From the line containing "TARGET = fluffy flower plume" through the last line of the entries below, repeat each line word for word and leave out the rest.

________

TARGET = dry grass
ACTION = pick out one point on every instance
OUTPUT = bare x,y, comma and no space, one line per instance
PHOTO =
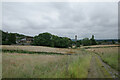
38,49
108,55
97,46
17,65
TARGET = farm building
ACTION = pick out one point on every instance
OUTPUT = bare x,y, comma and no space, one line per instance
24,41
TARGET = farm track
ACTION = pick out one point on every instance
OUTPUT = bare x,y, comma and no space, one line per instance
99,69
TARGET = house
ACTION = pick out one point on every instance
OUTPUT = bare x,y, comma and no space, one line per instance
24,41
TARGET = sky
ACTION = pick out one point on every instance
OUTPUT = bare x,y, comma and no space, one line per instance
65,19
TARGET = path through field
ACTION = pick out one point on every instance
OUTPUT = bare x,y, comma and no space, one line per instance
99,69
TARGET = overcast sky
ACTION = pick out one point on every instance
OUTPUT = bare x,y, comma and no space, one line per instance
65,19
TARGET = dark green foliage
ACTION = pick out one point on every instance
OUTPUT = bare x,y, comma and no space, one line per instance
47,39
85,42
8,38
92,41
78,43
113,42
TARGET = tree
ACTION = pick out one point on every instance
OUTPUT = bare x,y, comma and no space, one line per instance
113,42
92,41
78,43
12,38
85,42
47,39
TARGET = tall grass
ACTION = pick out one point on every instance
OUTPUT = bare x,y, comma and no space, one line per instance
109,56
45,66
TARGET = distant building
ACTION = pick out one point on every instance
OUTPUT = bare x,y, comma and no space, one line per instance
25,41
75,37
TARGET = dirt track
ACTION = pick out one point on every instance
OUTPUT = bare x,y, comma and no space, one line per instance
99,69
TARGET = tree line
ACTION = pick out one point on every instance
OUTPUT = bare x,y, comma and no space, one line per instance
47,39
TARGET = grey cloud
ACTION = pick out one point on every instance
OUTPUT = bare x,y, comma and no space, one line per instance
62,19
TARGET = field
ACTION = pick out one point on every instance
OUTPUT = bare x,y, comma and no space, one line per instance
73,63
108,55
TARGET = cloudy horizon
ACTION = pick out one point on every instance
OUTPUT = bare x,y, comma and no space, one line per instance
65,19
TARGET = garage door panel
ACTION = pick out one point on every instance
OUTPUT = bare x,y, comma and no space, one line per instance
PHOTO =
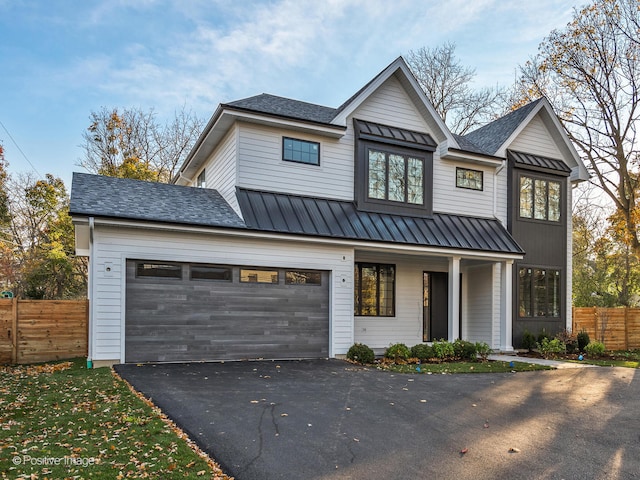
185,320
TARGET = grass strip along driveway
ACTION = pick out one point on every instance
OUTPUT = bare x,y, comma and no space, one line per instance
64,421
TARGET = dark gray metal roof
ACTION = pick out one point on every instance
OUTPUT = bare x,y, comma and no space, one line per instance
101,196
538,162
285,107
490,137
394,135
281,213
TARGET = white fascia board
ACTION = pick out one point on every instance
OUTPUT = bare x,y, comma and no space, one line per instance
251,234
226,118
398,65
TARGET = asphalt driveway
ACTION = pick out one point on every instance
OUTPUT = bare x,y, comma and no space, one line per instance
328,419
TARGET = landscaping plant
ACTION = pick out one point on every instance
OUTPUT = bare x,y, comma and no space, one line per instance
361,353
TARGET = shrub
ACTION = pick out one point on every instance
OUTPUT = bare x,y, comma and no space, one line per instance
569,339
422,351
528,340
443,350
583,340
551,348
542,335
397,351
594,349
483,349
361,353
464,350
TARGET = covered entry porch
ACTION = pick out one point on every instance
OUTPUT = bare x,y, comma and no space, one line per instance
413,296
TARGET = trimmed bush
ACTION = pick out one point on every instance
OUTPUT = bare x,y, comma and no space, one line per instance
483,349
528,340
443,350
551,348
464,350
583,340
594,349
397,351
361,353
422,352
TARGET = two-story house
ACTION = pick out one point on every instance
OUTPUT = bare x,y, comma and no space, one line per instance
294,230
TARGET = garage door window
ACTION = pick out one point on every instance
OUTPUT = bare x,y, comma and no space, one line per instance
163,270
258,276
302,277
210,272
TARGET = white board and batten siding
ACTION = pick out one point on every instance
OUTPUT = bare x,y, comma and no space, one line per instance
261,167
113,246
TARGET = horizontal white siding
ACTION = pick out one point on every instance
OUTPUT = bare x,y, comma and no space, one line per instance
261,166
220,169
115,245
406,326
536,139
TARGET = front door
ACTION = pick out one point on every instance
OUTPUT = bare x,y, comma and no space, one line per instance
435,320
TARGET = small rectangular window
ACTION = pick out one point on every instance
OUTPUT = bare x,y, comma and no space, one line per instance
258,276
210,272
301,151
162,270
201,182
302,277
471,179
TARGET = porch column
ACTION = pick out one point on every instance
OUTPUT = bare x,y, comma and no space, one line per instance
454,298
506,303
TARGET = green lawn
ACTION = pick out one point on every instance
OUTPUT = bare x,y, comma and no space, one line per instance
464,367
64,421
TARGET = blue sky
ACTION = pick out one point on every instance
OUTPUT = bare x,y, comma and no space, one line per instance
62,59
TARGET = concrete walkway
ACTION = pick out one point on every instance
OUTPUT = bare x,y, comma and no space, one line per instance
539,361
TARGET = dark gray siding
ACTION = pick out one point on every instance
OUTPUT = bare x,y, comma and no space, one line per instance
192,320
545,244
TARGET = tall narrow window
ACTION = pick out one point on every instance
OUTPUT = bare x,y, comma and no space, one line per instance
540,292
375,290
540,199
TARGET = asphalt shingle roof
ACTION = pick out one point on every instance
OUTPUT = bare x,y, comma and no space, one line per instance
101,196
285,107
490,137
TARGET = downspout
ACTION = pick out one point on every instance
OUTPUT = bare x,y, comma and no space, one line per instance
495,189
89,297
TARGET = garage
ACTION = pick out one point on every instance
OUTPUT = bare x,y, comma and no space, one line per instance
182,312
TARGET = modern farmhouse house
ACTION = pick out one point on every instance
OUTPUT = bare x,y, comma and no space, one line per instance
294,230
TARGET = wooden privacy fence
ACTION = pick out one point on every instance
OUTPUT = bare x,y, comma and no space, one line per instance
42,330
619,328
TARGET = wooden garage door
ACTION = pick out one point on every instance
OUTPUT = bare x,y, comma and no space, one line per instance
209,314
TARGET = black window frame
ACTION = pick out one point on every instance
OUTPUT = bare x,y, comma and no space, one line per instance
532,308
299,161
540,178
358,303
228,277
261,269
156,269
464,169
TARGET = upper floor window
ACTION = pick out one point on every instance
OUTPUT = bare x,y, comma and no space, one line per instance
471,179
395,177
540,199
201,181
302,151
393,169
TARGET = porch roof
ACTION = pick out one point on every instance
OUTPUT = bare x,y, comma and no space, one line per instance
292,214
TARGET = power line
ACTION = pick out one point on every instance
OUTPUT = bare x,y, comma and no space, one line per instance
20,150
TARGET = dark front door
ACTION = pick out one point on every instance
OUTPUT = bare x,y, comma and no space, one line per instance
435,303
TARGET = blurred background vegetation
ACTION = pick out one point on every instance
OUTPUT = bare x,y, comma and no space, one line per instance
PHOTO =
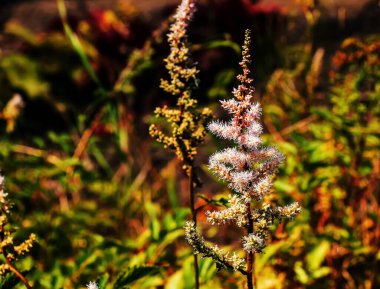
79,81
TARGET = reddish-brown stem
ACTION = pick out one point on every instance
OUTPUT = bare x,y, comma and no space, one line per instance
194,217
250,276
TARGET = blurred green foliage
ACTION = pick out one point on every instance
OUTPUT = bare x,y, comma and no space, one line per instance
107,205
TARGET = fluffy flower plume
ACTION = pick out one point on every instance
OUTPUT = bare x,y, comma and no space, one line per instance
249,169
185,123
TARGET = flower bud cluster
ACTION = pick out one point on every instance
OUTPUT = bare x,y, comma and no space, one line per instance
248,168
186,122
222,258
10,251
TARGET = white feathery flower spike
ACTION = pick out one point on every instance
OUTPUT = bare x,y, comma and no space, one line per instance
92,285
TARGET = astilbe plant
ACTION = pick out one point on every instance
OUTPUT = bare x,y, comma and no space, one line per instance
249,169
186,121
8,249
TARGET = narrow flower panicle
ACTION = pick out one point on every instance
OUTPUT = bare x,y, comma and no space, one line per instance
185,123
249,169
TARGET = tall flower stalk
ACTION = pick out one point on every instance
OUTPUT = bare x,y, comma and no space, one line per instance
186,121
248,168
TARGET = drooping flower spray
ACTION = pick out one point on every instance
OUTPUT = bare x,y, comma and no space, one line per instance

________

• [COMPLETE ANSWER]:
TARGET = fluffy flower plume
ACTION = pick out one point on every instance
OUTPUT = bare x,y, comma and no space, one line per instance
249,169
185,123
TARGET = flower bud cluster
ACTION = pick out one point on every instance
OUTPUT = bare x,y, comma and no space, one line per instance
248,168
186,122
222,258
10,251
TARGET = white feathery flower spike
ACTION = pick out one point on every instance
OUTPUT = bare x,y, comma and no space, one line per instance
92,285
TARGET = astilbe plant
ACTION = pick out one point on every instance
OUTPUT = bare x,y, comma and no space, one line per instance
249,169
186,121
8,249
TARGET = narrow flower panicle
ACTION = pick out one point on every instance
OUTPUT = bare x,y, comma and no space, one line per instance
185,123
249,169
TARGET = tall flower stalk
ACTION = pick out one point on every instance
OUTPUT = bare x,y, comma and no space, one line per instance
186,121
248,168
TARGET = drooping flower spray
ACTION = pick out one point on every instance
OUTPUT = bare x,y, comma and no space, one line per instance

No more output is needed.